**Problems to solve**
1. According to the breast cancer abstract, which patients does the survival benefit of pertuzumab seem mostly limited to?
2. Continue the breast cancer abstract from its last sentence.

:: Passage

Anna van der Voort; Marte C Liefaard; Mette S van Ramshorst; Erik van Werkhoven; Joyce Sanders; Jelle Wesseling; Astrid Scholten; Marie Jeanne TFD Vrancken Peeters; Linda de Munck; Sabine Siesling; Gabe S Sonke

doi:10.1016/j.breast.2022.07.005

. 2022 Jul 13;65:110–115. doi: 10.1016/j.breast.2022.07.005

Efficacy of neoadjuvant treatment with or without pertuzumab in patients with stage II and III HER2-positive breast cancer: a nationwide cohort analysis of pathologic response and 5-year survival

Anna van der Voort ^a, Marte C Liefaard ^b, Mette S van Ramshorst ^a, Erik van Werkhoven ^c, Joyce Sanders ^d, Jelle Wesseling ^d, Astrid Scholten ^e, Marie Jeanne TFD Vrancken Peeters ^f,^g, Linda de Munck ^h, Sabine Siesling ^h,ⁱ, Gabe S Sonke ^a,^g,^∗

PMCID: PMC9356182 PMID: 35921798

Abstract

Background

Pathologic complete response (pCR) rates in early stage HER2-positive breast cancer improved after pertuzumab was added to neoadjuvant treatment. However, survival benefit is less-well established and seems mostly limited to node-positive patients. We used national cancer registry data to compare outcomes of patients treated with and without pertuzumab.

::::
:: Information supplied

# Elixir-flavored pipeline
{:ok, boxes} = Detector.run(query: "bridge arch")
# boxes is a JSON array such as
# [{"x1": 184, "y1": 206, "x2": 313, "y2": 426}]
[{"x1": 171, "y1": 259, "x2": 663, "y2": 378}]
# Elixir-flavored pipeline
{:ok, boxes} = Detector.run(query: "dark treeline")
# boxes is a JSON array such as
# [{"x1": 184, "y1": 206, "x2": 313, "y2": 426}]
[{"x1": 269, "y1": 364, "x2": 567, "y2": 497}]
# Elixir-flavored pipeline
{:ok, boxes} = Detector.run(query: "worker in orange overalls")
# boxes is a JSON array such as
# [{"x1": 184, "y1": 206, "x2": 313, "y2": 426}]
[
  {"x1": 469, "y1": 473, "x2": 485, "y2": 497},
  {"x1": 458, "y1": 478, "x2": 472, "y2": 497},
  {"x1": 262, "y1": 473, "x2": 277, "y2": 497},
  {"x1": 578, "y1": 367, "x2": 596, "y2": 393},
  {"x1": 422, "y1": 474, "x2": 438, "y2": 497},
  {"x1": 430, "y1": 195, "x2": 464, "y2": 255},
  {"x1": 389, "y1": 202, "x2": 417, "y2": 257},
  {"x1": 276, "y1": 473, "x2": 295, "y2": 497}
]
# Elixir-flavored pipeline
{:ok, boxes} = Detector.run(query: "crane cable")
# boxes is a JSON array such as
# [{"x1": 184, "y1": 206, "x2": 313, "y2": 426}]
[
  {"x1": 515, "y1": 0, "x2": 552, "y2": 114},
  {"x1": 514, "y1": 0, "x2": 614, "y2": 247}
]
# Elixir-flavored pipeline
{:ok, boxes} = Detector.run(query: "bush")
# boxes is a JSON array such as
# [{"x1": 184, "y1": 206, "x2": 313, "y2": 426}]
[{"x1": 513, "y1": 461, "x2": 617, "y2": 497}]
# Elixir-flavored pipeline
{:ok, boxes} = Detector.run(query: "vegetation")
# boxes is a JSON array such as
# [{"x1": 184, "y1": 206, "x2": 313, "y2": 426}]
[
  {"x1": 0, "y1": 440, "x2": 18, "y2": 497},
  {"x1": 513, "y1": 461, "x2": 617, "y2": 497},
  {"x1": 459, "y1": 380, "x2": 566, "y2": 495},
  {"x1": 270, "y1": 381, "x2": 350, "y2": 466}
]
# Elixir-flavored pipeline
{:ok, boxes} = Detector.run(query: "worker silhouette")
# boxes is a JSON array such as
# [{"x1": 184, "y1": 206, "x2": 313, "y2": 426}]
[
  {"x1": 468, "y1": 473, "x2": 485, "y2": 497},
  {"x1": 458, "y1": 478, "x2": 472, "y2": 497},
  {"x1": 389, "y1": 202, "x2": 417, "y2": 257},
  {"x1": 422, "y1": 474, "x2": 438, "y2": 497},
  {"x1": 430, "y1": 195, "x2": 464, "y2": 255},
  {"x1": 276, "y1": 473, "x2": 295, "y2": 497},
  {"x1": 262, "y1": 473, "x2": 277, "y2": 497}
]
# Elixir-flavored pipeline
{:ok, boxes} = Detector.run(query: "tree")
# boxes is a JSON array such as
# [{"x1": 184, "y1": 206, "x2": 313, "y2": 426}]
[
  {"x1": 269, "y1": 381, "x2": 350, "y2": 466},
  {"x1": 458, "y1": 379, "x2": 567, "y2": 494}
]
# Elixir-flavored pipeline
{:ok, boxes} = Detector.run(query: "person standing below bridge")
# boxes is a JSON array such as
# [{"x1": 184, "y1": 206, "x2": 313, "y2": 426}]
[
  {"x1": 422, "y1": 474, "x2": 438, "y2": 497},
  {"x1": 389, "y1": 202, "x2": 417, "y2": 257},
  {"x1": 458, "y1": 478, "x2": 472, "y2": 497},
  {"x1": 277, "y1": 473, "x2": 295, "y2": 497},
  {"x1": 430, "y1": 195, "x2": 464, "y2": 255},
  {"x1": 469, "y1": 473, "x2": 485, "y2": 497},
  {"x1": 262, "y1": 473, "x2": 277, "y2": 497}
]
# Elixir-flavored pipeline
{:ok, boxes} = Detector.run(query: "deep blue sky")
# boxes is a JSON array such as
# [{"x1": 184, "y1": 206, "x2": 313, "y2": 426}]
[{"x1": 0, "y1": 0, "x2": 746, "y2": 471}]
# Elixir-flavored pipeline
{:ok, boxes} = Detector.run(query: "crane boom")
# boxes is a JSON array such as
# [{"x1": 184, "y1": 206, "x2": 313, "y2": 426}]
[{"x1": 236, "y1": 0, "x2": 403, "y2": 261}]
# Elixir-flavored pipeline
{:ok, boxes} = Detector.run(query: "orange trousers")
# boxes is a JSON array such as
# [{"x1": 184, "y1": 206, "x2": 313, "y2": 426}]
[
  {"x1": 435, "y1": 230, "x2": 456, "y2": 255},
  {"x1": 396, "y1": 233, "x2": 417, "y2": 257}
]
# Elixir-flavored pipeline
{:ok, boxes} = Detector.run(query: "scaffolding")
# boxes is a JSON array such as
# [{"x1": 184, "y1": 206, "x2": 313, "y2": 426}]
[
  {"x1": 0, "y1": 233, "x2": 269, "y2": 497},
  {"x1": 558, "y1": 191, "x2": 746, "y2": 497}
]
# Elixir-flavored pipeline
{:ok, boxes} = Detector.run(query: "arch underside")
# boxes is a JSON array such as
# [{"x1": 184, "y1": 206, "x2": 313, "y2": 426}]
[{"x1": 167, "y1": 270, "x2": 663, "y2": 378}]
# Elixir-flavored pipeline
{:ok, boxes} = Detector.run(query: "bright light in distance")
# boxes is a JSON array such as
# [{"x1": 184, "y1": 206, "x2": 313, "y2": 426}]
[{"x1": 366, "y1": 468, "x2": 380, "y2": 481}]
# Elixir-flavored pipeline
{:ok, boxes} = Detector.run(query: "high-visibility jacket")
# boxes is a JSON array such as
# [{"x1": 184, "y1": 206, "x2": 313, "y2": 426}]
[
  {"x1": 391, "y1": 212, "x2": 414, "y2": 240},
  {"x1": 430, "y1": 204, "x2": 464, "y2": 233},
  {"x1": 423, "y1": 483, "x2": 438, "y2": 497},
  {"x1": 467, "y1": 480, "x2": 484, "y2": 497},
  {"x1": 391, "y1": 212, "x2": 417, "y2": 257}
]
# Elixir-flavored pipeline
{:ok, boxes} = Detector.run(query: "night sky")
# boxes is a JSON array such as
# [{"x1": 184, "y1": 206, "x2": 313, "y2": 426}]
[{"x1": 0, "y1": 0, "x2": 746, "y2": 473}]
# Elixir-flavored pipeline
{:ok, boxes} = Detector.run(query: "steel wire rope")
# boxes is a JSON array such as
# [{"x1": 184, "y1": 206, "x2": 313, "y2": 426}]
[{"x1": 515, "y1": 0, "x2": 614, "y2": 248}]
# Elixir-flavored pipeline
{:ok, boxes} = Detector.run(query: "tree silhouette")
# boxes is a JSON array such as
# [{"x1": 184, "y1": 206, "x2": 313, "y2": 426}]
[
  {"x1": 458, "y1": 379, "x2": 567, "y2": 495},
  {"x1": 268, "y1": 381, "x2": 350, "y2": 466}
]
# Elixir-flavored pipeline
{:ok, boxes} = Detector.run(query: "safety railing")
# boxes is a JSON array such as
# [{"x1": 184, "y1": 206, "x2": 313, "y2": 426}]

::::

**Results by task**
1. Node-positive patients.

2.
Methods

We identified stage II-III HER2-positive breast cancer patients treated with neoadjuvant trastuzumab-based chemotherapy between November 2013 until January 2016 from the Netherlands Cancer Registry. During that period pertuzumab was only available in the 37 hospitals that participated in the TRAIN-2 study. Missing grade and pCR-status were obtained from the Dutch Pathology Registry (PALGA) and cause of death from Statistics Netherlands. We used multiple imputation to impute missing data, multivariable logistic regression to evaluate the association between pertuzumab and pCR (ypT0/is, ypN0) and multivariable Cox regression models for overall survival and breast cancer specific survival (BCSS).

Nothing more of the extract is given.